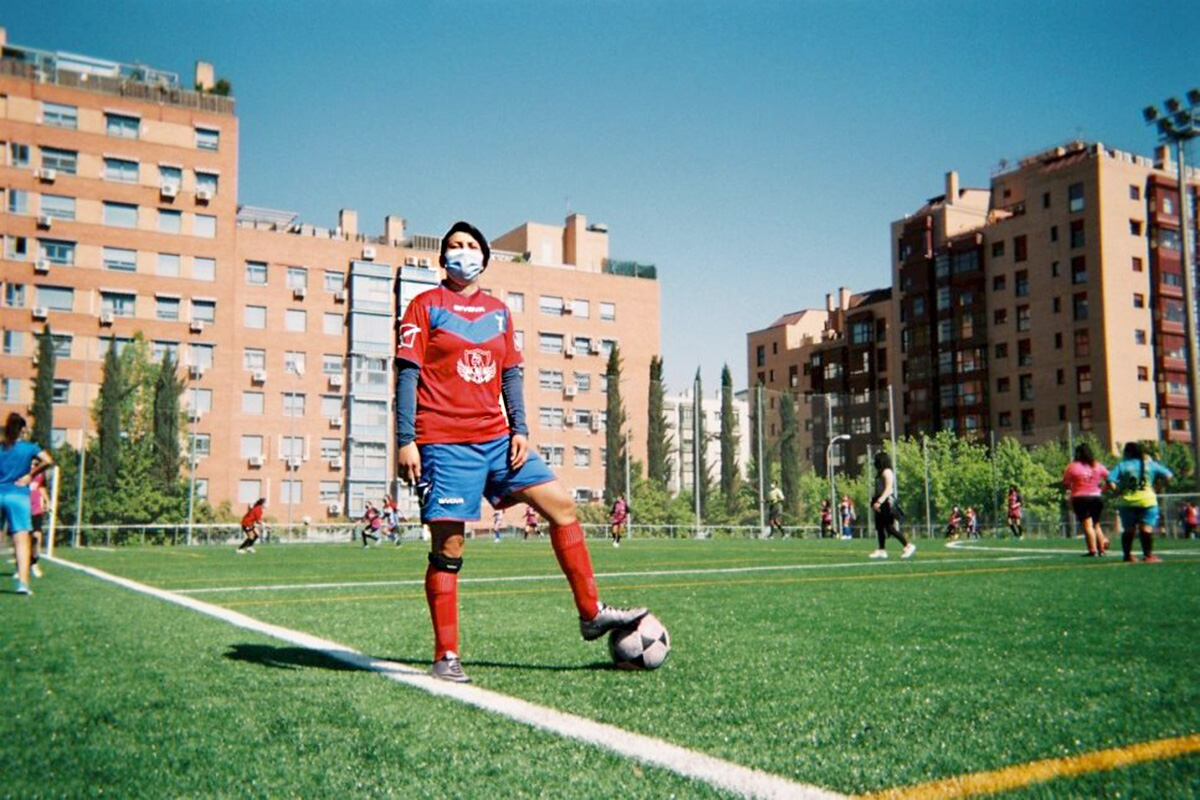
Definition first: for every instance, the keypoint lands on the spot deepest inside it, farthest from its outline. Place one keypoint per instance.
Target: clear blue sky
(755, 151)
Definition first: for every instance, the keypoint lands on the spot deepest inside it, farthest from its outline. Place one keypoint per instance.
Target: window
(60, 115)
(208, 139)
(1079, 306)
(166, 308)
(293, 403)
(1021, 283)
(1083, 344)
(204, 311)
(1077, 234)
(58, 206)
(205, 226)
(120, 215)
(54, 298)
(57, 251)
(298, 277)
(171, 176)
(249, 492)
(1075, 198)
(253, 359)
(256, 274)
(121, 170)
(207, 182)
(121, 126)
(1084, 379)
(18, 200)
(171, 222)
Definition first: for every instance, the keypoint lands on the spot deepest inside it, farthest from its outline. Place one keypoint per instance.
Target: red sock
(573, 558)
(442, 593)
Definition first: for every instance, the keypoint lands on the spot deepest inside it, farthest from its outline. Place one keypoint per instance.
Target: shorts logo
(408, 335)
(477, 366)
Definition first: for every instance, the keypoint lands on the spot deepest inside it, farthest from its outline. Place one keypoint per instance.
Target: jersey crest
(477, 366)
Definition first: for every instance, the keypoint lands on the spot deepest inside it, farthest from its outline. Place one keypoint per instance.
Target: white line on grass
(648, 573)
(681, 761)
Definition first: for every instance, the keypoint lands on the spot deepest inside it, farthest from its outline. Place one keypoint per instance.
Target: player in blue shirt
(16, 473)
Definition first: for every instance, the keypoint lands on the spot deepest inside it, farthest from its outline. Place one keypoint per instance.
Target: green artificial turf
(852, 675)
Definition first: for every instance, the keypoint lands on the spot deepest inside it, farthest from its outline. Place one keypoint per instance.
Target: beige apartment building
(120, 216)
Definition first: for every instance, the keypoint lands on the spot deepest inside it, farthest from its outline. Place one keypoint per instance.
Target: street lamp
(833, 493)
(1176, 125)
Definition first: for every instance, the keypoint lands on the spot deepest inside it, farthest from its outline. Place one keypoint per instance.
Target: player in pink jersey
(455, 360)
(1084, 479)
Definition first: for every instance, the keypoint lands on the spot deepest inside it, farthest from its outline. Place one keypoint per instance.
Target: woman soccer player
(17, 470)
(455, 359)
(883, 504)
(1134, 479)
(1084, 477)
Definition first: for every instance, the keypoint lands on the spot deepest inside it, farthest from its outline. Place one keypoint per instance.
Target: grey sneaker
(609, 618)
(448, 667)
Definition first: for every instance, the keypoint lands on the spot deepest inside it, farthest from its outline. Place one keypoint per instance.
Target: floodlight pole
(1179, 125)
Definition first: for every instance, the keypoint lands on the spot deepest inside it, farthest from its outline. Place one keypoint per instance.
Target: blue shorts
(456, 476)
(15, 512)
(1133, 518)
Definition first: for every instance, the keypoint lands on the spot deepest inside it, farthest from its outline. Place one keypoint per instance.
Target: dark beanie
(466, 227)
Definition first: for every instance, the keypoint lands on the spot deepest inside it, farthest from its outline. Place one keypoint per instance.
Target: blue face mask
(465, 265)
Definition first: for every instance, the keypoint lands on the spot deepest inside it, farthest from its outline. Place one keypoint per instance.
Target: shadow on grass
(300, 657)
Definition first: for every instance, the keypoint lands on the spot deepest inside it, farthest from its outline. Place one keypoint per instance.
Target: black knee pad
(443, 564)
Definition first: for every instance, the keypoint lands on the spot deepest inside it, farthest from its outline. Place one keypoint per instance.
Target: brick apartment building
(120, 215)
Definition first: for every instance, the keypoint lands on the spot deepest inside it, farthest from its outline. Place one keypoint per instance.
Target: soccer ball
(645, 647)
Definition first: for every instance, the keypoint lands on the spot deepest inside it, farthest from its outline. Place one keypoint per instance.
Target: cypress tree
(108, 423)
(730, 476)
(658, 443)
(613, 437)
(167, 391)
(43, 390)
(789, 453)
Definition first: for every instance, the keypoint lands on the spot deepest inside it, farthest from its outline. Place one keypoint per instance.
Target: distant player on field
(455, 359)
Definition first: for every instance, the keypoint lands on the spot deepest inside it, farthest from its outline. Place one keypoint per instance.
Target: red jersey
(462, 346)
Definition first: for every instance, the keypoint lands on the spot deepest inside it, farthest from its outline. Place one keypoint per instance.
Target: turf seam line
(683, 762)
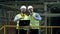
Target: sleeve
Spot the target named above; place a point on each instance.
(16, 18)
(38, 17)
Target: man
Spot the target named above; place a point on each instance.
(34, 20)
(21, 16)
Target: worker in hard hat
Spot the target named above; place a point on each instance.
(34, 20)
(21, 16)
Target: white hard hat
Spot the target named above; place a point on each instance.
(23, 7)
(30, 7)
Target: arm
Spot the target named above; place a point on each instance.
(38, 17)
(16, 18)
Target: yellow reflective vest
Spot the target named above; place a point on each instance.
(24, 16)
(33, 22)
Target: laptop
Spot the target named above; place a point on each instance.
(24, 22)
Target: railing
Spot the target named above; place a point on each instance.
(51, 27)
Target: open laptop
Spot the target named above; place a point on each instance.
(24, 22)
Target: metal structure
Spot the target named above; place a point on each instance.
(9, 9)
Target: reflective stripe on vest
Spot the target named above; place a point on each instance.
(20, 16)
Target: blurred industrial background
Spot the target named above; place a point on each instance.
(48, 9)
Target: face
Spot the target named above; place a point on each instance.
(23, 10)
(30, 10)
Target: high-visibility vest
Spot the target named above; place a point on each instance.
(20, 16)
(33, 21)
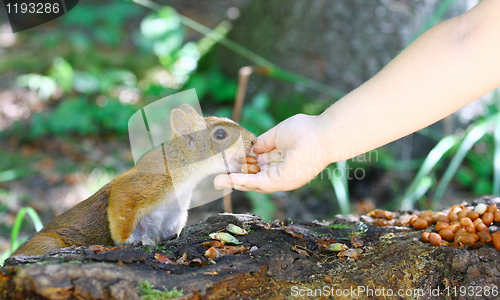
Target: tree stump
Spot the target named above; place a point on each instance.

● ● ● ● ● ● ●

→ Task instructions
All of the listing should be transcribed exactly, but none of its images.

→ Completed task
Definition first: for every instance, the keypoint lands on the spot deepest inside it, farthest from its outline. Place one keypoint per instance.
Target: clear blue sky
(755, 151)
Definition first: for every instance, the keypoint lands on the spot deepest inside it, farthest from its outline. Place one keypoint per instance.
Target: window
(60, 115)
(208, 139)
(1079, 306)
(166, 308)
(293, 403)
(1021, 283)
(1083, 344)
(204, 311)
(1077, 234)
(58, 206)
(205, 226)
(120, 215)
(54, 298)
(57, 251)
(298, 277)
(171, 176)
(249, 492)
(1075, 198)
(253, 359)
(256, 274)
(121, 170)
(207, 182)
(121, 126)
(1084, 379)
(18, 200)
(171, 222)
Definition first: for every instance, the keypoint lands on the spot deepest inside it, farthest from its outline. Place one keypoint per instance.
Target: red sock
(573, 558)
(442, 593)
Definition first: for every instance, the keypoint lands on the spot deepest inside it, farthest from its outline. Place one keypoint per instance.
Target: shorts logo
(408, 335)
(477, 366)
Definition first: for every instance, the keypoint lands on the spot deepest inside it, farthest from its outline. Place one keypoint per instance.
Target: jersey crest
(477, 366)
Definition first: for every instance, the keypoint lands on the spot deepest inside it, farthest from its outline. Place one keypoint per instance.
Target: white line on grass
(648, 573)
(681, 761)
Definition first: for every instance, the keypoint lands on the spot deepest inside it, farthest from its outline. Place one keypoint per instance.
Target: player in blue shirt
(16, 473)
Definition first: for every instance, the keypoint lands on the spot deepest inside it, farthest from its outline. Place one keypoint per instance.
Target: green artificial turf
(852, 675)
Definition first: for every instance, the keypoint lands on the spot deepest inside it, farthest from its outline. Place one keypoint per instance.
Target: beige apartment building
(120, 216)
Definition first: for every instance, the keypoint lands on the spot deepest inside it, farthest from its outline. Place one keypoint per instance.
Target: street lamp
(833, 493)
(1176, 125)
Definition first: for every instance, the keypoint lands on the spot deepest inside it, farthest from its outline. Place one keypoint per instance.
Target: player in pink jersey
(455, 360)
(1084, 479)
Definition first: for every instance, the keypoint lands on the spot deepest inside it, farthest from its outline. Place one keypoint per instance.
Target: woman soccer player
(17, 470)
(455, 359)
(883, 504)
(1134, 479)
(1084, 477)
Definition first: for every instance, the keypoint lands on the spot deepest inside it, farthest from its outline. Place one keypoint per instance.
Target: grey sneaker
(609, 618)
(448, 667)
Definition first: for every instance, the keypoint lands on the spot deepest inside it, farthest from its outline. Place one keypoint per instance.
Target: floodlight pole
(1179, 125)
Definition first: for every instance, the keypoint lands on the spot deepest inside it, farthest from its outline. Place one keypoint per instance.
Target: blue shorts
(456, 476)
(15, 512)
(1133, 518)
Definition first: for every instance, the keypoint lands on the spot deepest inside it, farthest from its outline. Place one keypoint per instance.
Target: dark beanie
(466, 227)
Definition first: for every instance, the keypoint lands on the spot deepest inside it, farthest from its outline. Place one keypoint per instance.
Target: blue face mask
(465, 265)
Definition first: for every instance, the keypoint lands on the spot deepest inside it, farthest from its outline. Place one keypoint per instance.
Target: shadow on grass
(300, 657)
Definition first: for every instance, the keypoint lands on the spot deepest inside it, farthest from its outline. Place one keypoint per instance.
Target: black knee pad
(443, 564)
Definition first: for every instance, the keypoint lands on the spot deepest inside it, farthest from its outline. Place one keypoint per instance.
Target: brick apartment building
(120, 215)
Definition first: for every instance, the keypoint lands on the spot deepest inside it, farthest from its outline. Place one keypoint per instance.
Target: soccer ball
(645, 647)
Definition first: for every instance, the keypoint lands on the spot deepest inside it, farthest from its outline. Place one keypoint per instance.
Target: cypress tree
(108, 423)
(730, 476)
(658, 443)
(613, 437)
(167, 391)
(43, 390)
(789, 453)
Definition first: for every instance, the keypoint lands on the spot deepest inside it, farthest from its outline. Place one keypoint per instance.
Target: distant player on field
(455, 359)
Definition first: for every instance, the keypoint lands on the spot deepest inside it, farthest from its outline. Place one keypoint per instance.
Target: red jersey
(462, 346)
Definition first: for every instance, the keypoint lands on the spot deepest inside it, farthest from its outline. Place one keypoint per instance.
Target: turf seam line
(683, 762)
Target: sleeve
Spot the target named above; place a point on each instance.
(16, 18)
(38, 17)
Target: man
Spot the target named above; place a point on each instance.
(34, 20)
(21, 16)
Target: worker in hard hat
Spot the target named above; place a point on each instance.
(34, 20)
(21, 16)
Target: white hard hat
Spot the target named above; place a point on each instance.
(23, 7)
(30, 7)
Target: arm
Spot the target named above; place a point on each instance.
(38, 17)
(16, 18)
Target: yellow reflective vest
Spot the target named above; place a point on each instance.
(24, 16)
(33, 22)
Target: laptop
Spot the target named above; place a point on each instance.
(24, 22)
Target: railing
Spot the target named above; place a point on each instance.
(51, 27)
Target: open laptop
Spot the target named above; place a point on each instance.
(24, 22)
Target: metal structure
Spot the target named above; place a point on each instance.
(9, 9)
Target: reflective stripe on vest
Spot the target named above; place a point on each instance.
(20, 16)
Target: blurred industrial background
Spot the target named above; place a point on each instance.
(48, 9)
Target: face
Spot the target named above; place a point on each instance.
(23, 10)
(30, 10)
Target: high-visibility vest
Spot the target named above; place a point on each instance.
(20, 16)
(33, 21)
Target: tree stump
Spot the target named above; place a point on each instance.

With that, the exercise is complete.